**ФРАГМЕНТ ДОКУМЕНТА**

Еще одна деталь. Встреча между Достоевским и Чернышевским произошла в мае 1862 года. Но ведь к тому же году и относится та удивительная запись Достоевского: «Чего хочется? Ведь в сущности все заодно. К чему же сами разницу выводим, на смех чужим людям. <...> ведь только чертей тешим раздорами нашими!»
На исходе 1873 года, в 50-м номере «Гражданина» Достоевский публикует статью «Одна из современных фальшей». Здесь-то он и говорит о мошенничестве Нечаевых, здесь-то и напоминает фразу из романа (стало быть, и раньше и сейчас придавая ей особое значение): «Я мошенник, а не социалист». Здесь же он так формулирует основной замысел «Бесов»: «Я хотел поставить вопрос, и сколько возможно яснее в форме романа, дать на него ответ: каким образом в нашем переходном и удивительном современном обществе возможны — не Нечаев, а Нечаевы, и каким образом может случиться, что эти Нечаевы набирают себе под конец нечаевцев?» (21; 125).
Об этом же в черновиках к роману: «Как можно, что Нечаев мог иметь успех? Меж тем несколько предвзятых понятий, чувство чести. Ложное понятие о гуманности. Самое мелкое самолюбие...» (11; 308).
И еще: «...даже и честный, и простодушный мальчик, даже и хорошо учившийся, может подчас обернуться нечаевцем... разумеется, опять-таки если попадет на Нечаева; это уж sine qua non...» (21; 133).
Опять — будто перед нами другой человек, не тот, который говорил три года назад: «Вот завопят-то против меня нигилисты и западники, что ретроград! Да черт с ними...»
Оказалось: неприятие романа слева все-таки задело Достоевского за самое живое в нем. Задело тем больнее, что сам-то он отдавал себе отчет, что готовый роман — не тот, который он замыслил сначала. Задело тем больнее, что именно ретроградной формуле — социалист, стало быть, мошенник; мошенник, стало быть, социалист — он и противопоставил: мошенник, а не социалист.

**ИЗВЛЕЧЁННЫЕ ДАННЫЕ**
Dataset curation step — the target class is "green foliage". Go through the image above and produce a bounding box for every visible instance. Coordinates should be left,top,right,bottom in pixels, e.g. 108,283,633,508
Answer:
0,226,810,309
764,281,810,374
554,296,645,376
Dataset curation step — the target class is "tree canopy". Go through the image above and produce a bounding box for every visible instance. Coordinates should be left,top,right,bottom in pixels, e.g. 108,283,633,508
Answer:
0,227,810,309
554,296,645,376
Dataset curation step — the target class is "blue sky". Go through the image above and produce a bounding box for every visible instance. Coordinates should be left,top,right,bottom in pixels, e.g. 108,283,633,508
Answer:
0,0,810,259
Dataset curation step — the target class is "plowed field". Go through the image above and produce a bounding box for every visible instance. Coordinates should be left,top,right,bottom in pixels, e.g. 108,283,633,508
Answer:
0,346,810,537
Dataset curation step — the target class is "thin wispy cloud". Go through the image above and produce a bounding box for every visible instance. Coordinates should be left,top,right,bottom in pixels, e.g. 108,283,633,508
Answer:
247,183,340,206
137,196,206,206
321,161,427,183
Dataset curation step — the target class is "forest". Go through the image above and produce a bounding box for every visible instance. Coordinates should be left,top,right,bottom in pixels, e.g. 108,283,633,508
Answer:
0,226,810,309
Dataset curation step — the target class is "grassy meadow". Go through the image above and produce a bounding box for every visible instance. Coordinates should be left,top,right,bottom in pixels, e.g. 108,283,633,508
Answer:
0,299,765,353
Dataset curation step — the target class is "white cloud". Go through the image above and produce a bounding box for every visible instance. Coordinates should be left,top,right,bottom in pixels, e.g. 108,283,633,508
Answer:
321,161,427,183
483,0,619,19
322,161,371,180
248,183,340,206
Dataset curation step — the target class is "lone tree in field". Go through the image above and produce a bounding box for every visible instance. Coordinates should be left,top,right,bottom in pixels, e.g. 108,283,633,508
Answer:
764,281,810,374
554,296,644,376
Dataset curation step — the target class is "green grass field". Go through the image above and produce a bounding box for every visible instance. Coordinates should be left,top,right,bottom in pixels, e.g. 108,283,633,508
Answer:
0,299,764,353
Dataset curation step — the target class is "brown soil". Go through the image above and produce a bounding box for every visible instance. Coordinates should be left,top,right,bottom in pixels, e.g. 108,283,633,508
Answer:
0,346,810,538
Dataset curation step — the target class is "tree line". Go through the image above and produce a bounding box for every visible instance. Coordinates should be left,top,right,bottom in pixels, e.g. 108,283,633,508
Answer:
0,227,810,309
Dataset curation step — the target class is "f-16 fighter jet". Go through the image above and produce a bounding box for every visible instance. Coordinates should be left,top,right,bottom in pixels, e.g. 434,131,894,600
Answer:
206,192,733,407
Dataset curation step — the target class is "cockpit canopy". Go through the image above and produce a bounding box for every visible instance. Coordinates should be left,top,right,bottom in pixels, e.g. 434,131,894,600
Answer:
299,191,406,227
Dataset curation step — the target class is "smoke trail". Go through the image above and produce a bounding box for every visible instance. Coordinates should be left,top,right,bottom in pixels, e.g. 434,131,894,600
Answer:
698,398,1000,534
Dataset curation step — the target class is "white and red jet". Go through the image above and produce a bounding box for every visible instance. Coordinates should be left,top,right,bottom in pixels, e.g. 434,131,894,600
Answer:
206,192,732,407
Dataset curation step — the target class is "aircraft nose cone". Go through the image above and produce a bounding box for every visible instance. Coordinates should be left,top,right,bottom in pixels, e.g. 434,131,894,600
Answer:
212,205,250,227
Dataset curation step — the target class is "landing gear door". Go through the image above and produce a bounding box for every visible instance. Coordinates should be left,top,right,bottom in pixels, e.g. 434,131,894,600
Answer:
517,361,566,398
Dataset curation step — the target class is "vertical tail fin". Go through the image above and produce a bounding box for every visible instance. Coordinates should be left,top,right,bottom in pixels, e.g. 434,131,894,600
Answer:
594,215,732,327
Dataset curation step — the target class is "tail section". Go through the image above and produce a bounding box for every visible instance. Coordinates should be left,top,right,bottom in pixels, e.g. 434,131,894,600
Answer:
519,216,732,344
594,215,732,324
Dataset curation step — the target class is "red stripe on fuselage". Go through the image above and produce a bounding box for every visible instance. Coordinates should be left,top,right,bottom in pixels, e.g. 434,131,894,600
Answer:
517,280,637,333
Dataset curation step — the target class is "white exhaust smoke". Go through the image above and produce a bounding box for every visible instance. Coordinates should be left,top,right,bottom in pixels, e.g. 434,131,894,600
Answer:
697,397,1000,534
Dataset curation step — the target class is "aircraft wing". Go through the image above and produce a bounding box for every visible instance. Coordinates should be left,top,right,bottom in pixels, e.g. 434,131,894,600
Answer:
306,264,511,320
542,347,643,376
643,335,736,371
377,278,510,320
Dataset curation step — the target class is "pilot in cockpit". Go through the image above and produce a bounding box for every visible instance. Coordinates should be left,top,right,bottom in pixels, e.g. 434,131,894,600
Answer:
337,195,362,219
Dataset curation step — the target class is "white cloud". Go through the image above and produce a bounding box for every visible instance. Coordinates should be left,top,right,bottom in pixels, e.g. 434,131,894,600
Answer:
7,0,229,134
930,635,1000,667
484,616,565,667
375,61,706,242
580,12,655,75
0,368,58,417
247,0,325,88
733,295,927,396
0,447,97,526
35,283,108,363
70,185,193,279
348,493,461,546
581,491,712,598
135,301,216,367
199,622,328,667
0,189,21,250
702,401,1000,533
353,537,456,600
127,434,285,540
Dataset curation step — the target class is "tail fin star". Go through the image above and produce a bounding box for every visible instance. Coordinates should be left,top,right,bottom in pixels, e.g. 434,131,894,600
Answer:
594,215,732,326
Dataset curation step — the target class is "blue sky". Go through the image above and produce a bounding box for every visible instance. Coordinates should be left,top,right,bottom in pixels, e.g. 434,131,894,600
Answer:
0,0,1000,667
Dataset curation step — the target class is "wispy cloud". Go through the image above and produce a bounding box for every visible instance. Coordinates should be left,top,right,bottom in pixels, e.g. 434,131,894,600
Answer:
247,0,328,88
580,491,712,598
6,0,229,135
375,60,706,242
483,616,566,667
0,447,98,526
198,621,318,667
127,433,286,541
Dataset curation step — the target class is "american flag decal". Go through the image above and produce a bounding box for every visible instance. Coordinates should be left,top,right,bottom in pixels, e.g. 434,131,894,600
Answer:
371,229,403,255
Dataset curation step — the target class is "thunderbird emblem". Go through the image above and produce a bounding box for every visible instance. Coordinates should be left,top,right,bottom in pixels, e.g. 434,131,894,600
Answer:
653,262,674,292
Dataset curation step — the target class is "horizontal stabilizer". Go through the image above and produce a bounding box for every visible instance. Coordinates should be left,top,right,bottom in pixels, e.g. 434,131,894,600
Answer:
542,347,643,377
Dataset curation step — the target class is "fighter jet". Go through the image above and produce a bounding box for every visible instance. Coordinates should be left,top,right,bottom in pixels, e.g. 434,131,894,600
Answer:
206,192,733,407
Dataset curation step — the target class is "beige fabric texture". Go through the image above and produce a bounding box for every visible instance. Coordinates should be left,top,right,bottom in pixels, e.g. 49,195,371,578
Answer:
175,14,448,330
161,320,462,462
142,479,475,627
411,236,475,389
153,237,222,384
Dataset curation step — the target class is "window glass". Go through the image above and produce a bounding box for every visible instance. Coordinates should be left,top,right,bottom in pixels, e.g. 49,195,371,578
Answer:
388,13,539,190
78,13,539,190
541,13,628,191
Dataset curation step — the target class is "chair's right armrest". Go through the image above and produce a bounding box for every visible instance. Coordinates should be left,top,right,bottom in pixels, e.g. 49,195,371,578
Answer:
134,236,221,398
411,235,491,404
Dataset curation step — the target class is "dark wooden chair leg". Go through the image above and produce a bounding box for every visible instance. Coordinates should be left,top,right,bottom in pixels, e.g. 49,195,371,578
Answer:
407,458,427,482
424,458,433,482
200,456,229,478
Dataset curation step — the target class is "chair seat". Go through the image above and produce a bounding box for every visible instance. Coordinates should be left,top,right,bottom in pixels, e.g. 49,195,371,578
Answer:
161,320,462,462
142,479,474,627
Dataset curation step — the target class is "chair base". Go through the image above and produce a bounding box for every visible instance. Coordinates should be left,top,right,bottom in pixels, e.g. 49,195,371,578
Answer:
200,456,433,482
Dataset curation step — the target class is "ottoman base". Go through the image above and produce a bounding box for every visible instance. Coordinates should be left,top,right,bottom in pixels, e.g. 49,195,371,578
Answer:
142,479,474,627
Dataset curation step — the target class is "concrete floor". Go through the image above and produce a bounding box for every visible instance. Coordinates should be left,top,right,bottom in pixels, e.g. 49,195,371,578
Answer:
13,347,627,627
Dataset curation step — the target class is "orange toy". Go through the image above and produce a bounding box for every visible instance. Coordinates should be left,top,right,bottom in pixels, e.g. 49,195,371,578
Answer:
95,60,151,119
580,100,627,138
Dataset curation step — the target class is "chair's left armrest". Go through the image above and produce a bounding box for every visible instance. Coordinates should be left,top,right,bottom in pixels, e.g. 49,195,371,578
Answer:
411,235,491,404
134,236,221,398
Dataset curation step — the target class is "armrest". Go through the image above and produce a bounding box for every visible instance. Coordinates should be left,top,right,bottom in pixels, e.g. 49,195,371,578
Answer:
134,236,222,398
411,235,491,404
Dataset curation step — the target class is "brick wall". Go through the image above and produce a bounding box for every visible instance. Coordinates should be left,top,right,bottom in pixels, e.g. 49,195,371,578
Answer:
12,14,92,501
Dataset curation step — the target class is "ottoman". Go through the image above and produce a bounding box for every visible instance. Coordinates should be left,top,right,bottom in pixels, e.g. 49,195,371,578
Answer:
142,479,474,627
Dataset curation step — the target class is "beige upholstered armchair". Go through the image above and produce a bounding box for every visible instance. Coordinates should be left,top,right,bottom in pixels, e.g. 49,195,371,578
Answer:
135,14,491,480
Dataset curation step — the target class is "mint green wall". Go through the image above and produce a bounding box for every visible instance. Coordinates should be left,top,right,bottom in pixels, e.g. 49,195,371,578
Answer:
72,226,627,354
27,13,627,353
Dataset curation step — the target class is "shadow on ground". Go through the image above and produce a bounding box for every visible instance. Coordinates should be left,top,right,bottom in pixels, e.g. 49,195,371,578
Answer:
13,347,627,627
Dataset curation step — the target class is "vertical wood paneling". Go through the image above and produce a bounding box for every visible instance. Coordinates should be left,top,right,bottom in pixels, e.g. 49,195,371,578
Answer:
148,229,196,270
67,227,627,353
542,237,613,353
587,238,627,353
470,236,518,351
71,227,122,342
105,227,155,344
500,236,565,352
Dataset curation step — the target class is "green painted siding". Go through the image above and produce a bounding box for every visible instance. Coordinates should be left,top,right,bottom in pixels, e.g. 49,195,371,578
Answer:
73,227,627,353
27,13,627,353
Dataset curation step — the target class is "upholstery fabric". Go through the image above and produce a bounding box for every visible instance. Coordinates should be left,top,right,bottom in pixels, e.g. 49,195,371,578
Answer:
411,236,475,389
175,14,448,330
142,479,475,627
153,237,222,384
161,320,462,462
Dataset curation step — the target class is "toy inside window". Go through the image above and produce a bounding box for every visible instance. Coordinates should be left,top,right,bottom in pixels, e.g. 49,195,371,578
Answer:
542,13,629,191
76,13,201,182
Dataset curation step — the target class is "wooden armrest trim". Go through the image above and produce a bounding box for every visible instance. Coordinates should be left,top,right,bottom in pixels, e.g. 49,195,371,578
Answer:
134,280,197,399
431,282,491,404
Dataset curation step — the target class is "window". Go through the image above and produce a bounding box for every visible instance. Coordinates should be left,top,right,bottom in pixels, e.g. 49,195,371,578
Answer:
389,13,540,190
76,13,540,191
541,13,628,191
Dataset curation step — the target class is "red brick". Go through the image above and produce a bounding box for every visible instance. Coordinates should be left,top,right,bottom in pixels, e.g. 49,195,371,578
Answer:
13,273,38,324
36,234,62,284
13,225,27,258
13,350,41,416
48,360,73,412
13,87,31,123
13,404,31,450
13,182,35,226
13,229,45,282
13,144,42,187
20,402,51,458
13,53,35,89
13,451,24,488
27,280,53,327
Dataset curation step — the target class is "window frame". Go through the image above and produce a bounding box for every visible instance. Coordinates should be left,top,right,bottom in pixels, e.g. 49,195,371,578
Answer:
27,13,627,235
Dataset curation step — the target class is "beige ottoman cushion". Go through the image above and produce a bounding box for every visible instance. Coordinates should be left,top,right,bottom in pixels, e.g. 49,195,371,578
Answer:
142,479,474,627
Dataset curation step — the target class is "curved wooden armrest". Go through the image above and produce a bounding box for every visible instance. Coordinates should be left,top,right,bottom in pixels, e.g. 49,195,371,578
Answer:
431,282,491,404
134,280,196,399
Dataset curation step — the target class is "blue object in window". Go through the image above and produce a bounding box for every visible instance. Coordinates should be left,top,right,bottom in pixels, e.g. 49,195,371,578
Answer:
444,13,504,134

**ЗАДАНИЕ 1**
В каком номере «Гражданина», согласно фрагменту о Достоевском, вышла статья «Одна из современных фальшей»?
**ЗАДАНИЕ 2**
Перепишите из фрагмента о Достоевском без изменений отрезок от слов «Оказалось: неприятие романа» до слов «а не социалист.» включительно.

**ПРАВИЛЬНЫЙ ОТВЕТ 1**
В 50-м номере.

**ПРАВИЛЬНЫЙ ОТВЕТ 2**
Оказалось: неприятие романа слева все-таки задело Достоевского за самое живое в нем. Задело тем больнее, что сам-то он отдавал себе отчет, что готовый роман — не тот, который он замыслил сначала. Задело тем больнее, что именно ретроградной формуле — социалист, стало быть, мошенник; мошенник, стало быть, социалист — он и противопоставил: мошенник, а не социалист.